*** Block opens ***

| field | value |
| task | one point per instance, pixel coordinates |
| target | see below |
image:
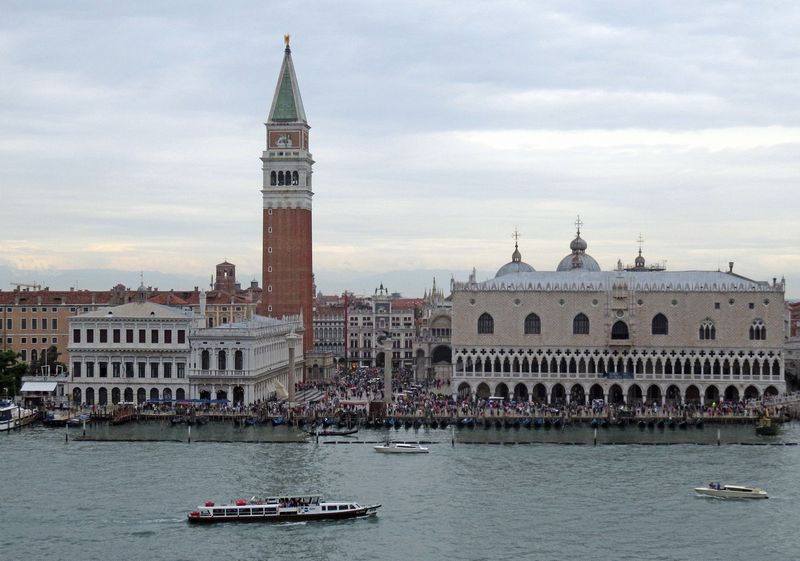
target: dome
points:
(578, 244)
(578, 260)
(515, 266)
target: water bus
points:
(282, 508)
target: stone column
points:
(387, 369)
(291, 340)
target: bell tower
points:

*** Block closes ***

- [What the task requires]
You need to restate all of the entries above exactly and leave the pictures behind.

- [Answer to the problem]
| field | value |
| task | one point per instance, pixel coordinates |
| target | see below |
image:
target: dome
points:
(578, 244)
(578, 260)
(515, 266)
target: water bus
points:
(282, 508)
target: stone column
points:
(387, 369)
(291, 340)
target: bell tower
points:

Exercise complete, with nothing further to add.